start Data shown

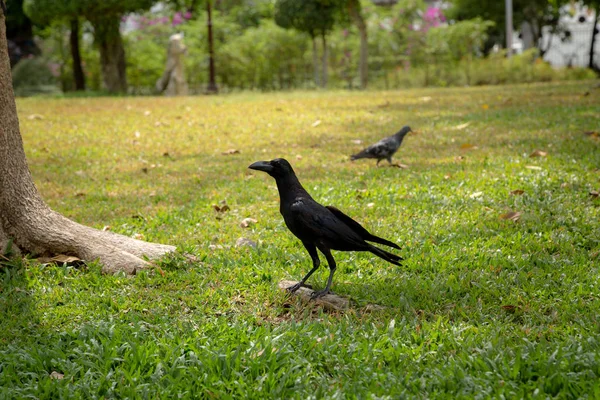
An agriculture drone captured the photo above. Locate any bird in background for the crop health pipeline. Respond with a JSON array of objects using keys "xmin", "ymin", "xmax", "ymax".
[
  {"xmin": 248, "ymin": 158, "xmax": 402, "ymax": 299},
  {"xmin": 350, "ymin": 126, "xmax": 412, "ymax": 165}
]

end Data shown

- Exercise prompt
Revise the listing above by replacing "bird" with "animal", changing nothing else. Leave the picture out of your answer.

- Output of the task
An agriculture drone captured the photo above. Locate any animal in background for the crop health pipeline. Respond with a JSON array of objects using keys "xmin", "ymin", "xmax", "ymax".
[
  {"xmin": 248, "ymin": 158, "xmax": 402, "ymax": 299},
  {"xmin": 350, "ymin": 126, "xmax": 412, "ymax": 165}
]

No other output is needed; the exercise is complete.